GIVEN REQUEST
Count the lines in the records below that contain the string "window", matching case exactly, and give only that number.

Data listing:
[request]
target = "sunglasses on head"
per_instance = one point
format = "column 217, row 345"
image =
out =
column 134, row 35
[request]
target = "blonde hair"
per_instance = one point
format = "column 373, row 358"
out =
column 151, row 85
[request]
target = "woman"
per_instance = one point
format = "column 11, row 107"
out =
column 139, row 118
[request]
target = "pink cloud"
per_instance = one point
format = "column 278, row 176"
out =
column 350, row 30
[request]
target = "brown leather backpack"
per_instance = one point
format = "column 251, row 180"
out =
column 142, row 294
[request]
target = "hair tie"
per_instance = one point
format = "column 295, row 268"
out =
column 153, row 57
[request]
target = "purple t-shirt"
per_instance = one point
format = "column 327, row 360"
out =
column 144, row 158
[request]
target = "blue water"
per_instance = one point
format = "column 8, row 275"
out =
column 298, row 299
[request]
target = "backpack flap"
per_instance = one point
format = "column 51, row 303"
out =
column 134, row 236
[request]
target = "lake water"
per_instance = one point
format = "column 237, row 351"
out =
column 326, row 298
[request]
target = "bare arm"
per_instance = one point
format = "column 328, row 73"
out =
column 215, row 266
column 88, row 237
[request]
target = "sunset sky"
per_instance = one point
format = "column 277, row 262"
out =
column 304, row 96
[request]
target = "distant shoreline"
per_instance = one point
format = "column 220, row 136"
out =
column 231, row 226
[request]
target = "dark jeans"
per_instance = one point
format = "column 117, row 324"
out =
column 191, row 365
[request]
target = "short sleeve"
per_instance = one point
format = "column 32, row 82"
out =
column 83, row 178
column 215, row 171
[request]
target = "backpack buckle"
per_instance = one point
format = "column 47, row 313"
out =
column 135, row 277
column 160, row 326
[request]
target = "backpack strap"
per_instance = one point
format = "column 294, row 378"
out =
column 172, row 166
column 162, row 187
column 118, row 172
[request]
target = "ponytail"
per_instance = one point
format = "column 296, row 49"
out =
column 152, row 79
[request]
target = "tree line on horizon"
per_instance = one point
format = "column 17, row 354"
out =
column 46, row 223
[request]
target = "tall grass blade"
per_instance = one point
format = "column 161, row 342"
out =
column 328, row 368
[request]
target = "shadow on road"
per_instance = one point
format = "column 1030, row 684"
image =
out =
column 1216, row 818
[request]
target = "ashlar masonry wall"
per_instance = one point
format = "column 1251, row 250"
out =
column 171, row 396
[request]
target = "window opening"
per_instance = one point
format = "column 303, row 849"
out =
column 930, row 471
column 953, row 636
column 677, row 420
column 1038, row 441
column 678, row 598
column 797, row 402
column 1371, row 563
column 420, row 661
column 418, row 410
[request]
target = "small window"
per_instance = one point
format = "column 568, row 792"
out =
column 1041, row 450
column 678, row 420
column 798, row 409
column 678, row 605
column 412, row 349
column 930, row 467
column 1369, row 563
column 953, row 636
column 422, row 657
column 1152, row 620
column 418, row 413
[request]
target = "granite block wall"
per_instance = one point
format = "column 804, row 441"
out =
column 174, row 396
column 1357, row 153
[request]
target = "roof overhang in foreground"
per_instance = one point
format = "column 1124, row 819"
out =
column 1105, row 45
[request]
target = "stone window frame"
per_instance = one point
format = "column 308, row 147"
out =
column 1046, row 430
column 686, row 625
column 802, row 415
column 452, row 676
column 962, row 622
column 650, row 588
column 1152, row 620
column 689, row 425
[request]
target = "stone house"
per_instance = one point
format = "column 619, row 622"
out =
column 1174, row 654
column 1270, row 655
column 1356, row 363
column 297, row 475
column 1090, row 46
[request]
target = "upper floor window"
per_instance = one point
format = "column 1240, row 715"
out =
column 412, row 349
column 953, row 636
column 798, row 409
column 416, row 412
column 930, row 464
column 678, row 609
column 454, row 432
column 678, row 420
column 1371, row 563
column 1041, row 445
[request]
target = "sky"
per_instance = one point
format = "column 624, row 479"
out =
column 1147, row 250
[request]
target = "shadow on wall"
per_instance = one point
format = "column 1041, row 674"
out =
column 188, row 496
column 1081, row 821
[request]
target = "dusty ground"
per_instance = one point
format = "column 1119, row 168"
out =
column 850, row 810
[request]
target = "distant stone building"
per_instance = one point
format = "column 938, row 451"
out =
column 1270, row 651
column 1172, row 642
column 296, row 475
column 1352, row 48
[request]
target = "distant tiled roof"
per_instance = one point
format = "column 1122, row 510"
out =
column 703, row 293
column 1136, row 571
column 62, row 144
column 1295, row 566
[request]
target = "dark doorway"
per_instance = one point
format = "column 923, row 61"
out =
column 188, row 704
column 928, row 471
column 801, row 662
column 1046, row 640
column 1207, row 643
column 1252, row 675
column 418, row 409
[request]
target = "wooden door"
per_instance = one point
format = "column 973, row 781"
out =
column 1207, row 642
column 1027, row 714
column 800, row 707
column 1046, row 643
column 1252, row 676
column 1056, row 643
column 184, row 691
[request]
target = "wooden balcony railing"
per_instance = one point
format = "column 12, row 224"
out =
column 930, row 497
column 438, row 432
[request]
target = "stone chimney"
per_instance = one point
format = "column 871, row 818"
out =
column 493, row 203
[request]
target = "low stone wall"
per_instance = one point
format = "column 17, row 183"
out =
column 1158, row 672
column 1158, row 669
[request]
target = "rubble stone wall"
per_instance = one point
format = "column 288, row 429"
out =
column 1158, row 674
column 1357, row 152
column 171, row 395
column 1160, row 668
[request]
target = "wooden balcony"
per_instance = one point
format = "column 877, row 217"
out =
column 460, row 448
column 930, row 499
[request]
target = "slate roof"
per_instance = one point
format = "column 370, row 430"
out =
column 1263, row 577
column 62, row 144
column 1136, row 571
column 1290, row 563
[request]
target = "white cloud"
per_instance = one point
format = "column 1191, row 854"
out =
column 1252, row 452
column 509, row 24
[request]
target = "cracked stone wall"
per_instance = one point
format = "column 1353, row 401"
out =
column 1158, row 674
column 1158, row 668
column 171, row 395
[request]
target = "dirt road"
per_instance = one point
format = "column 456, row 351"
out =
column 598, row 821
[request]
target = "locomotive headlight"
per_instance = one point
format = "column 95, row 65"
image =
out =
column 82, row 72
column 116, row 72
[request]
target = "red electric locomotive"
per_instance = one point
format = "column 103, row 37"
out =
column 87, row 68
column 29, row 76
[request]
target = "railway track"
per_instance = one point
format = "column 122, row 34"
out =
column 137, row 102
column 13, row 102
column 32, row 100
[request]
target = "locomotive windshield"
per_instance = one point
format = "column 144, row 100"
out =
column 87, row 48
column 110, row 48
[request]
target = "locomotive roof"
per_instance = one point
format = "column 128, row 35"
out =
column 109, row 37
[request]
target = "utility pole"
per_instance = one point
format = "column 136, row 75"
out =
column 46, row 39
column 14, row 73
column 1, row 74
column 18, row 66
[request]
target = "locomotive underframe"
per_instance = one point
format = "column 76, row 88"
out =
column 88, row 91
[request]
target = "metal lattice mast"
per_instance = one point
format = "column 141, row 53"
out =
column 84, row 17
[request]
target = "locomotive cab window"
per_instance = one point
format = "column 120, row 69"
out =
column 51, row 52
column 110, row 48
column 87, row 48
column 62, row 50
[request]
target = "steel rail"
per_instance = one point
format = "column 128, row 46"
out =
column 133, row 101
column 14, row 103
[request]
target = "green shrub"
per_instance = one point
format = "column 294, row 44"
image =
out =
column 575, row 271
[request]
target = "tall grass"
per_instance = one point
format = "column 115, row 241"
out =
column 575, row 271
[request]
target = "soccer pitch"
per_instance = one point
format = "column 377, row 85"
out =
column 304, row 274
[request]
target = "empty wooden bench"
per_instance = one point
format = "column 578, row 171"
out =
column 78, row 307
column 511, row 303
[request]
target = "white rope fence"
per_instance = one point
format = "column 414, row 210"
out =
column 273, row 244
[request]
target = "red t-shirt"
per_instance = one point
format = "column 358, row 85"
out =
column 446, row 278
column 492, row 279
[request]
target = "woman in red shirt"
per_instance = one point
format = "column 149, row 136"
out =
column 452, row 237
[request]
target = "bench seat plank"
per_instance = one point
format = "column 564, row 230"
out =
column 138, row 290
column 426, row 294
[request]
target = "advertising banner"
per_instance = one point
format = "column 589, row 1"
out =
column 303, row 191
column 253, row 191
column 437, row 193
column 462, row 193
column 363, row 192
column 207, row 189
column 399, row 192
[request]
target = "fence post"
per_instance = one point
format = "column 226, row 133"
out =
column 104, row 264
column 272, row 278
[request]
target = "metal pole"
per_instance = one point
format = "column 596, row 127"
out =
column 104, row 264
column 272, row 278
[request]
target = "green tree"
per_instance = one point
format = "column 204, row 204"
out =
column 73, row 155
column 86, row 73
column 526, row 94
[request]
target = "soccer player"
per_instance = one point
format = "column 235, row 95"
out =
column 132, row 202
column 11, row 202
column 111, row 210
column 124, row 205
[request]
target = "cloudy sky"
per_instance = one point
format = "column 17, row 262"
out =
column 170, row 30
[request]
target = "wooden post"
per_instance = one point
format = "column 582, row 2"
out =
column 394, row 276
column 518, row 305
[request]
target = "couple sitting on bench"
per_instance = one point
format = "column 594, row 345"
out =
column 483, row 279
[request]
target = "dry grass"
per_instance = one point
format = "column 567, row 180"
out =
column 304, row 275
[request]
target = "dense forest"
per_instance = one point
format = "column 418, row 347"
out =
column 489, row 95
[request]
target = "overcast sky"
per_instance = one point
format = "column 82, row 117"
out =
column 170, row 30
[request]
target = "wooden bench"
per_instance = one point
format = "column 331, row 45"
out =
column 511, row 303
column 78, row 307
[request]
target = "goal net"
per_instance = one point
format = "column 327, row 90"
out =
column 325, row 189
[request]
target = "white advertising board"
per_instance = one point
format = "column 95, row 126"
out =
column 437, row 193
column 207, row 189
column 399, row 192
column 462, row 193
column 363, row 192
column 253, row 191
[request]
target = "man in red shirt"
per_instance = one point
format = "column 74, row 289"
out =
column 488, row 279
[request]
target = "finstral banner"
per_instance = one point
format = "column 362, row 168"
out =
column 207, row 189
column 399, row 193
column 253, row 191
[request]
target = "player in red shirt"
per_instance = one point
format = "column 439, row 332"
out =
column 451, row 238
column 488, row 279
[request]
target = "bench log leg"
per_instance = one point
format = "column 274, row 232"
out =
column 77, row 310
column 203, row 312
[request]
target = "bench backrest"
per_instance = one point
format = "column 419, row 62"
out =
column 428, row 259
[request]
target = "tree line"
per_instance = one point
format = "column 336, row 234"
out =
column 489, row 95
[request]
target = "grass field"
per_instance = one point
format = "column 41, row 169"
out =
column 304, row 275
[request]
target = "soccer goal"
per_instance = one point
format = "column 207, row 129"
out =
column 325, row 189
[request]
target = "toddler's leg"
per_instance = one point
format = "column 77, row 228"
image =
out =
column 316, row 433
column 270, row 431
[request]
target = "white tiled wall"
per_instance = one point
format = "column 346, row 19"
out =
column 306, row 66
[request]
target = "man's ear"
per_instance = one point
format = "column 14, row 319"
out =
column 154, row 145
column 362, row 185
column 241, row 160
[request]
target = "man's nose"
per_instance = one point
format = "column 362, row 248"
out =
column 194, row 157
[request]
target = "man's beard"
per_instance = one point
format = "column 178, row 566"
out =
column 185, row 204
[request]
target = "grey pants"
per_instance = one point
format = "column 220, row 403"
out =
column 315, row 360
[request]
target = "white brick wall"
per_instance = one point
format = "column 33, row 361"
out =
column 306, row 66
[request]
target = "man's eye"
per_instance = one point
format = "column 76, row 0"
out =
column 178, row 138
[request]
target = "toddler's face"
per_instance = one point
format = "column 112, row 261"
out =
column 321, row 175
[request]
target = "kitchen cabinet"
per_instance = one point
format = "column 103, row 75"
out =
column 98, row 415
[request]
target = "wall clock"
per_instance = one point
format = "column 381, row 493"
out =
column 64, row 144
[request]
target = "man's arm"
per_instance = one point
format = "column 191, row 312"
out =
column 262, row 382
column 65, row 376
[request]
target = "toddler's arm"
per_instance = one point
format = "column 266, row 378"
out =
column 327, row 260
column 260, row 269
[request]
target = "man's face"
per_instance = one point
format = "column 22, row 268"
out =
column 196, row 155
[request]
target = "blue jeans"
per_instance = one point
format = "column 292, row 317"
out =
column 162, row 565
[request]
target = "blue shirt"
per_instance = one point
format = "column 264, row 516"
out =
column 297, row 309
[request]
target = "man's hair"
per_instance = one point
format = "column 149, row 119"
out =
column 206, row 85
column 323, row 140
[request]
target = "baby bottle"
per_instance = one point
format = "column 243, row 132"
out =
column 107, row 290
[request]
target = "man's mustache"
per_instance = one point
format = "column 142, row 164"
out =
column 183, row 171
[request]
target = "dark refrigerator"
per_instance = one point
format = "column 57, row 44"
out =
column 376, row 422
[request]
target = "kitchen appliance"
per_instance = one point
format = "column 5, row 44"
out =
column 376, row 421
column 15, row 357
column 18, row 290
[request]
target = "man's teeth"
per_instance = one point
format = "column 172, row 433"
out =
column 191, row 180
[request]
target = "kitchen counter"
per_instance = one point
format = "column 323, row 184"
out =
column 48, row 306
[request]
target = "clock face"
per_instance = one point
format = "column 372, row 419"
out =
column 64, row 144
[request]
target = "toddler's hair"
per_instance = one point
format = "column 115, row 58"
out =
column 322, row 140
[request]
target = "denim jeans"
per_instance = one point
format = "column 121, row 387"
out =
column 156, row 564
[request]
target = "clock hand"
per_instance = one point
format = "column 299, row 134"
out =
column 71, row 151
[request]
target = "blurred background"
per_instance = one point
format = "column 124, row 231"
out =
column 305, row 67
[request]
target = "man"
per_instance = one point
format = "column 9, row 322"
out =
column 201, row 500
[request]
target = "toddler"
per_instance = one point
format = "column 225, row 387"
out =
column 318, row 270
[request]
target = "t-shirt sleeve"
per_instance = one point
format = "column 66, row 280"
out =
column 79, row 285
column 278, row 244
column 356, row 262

RESULT OF THIS EXERCISE
5